**Goal of the exercise:**
Reproduce the material below verbatim, keeping every line and character unchanged.

* START Input rows *

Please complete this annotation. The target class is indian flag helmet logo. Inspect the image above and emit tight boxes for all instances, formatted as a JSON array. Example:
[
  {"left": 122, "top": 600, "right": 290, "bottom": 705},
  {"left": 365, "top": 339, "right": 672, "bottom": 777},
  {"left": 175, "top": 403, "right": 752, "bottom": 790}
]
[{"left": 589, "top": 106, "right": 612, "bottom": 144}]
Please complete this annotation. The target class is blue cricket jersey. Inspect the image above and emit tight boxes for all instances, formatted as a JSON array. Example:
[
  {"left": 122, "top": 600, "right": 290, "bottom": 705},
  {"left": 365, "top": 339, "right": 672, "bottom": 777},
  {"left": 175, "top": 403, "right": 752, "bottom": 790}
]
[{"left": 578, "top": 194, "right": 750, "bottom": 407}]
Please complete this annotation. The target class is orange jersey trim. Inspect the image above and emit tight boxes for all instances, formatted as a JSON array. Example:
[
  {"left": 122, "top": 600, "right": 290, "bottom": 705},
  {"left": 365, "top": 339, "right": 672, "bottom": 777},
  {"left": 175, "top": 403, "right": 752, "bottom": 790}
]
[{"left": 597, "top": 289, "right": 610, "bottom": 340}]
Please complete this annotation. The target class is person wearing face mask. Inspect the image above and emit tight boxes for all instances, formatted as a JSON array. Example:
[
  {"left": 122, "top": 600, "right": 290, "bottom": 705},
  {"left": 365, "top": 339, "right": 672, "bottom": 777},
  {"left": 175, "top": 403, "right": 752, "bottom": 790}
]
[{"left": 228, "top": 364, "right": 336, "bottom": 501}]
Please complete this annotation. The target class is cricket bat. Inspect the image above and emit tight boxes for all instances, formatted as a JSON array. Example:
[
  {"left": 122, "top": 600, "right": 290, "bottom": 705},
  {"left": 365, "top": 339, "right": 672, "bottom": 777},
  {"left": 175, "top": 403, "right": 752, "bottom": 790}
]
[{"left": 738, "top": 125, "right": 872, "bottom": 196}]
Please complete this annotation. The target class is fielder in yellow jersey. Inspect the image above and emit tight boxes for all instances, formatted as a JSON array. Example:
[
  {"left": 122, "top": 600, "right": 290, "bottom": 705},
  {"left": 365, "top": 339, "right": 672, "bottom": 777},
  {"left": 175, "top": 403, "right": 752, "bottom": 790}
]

* END Input rows *

**Task answer:**
Please complete this annotation. The target class is indian flag helmet logo. Inspect the image above and emit tight boxes for all instances, formatted as a JSON array. Example:
[
  {"left": 122, "top": 600, "right": 290, "bottom": 705},
  {"left": 365, "top": 339, "right": 672, "bottom": 777},
  {"left": 175, "top": 403, "right": 752, "bottom": 790}
]
[{"left": 589, "top": 106, "right": 612, "bottom": 144}]
Please complete this annotation. The target class is blue cricket jersey. Inspect the image above and emit tight boxes for all instances, formatted as a JSON array. Example:
[
  {"left": 122, "top": 600, "right": 290, "bottom": 705},
  {"left": 365, "top": 339, "right": 672, "bottom": 777},
  {"left": 175, "top": 403, "right": 752, "bottom": 790}
]
[{"left": 578, "top": 194, "right": 750, "bottom": 407}]
Please complete this annotation. The target class is orange jersey trim. Inspect the image above and emit tight boxes for all instances, formatted as a JSON array. Example:
[
  {"left": 122, "top": 600, "right": 290, "bottom": 705},
  {"left": 365, "top": 339, "right": 672, "bottom": 777},
  {"left": 175, "top": 403, "right": 752, "bottom": 790}
]
[{"left": 597, "top": 289, "right": 610, "bottom": 340}]
Please complete this annotation. The target class is person wearing face mask. Inspect the image above and emit tight boxes for all instances, formatted as a JSON array. Example:
[
  {"left": 122, "top": 600, "right": 290, "bottom": 705},
  {"left": 365, "top": 339, "right": 672, "bottom": 777},
  {"left": 175, "top": 403, "right": 752, "bottom": 790}
]
[{"left": 228, "top": 364, "right": 336, "bottom": 501}]
Please complete this annotation. The target class is cricket bat. Inspect the image above and emit tight boxes for all instances, formatted as a JSON array. Example:
[
  {"left": 122, "top": 600, "right": 290, "bottom": 705},
  {"left": 365, "top": 339, "right": 672, "bottom": 777},
  {"left": 175, "top": 403, "right": 752, "bottom": 790}
]
[{"left": 738, "top": 125, "right": 872, "bottom": 196}]
Please complete this annotation. The target class is fielder in yellow jersey. Inspect the image above and emit tight boxes for all instances, formatted as a JSON array. Example:
[
  {"left": 122, "top": 600, "right": 290, "bottom": 705},
  {"left": 365, "top": 339, "right": 672, "bottom": 777},
  {"left": 175, "top": 403, "right": 752, "bottom": 790}
]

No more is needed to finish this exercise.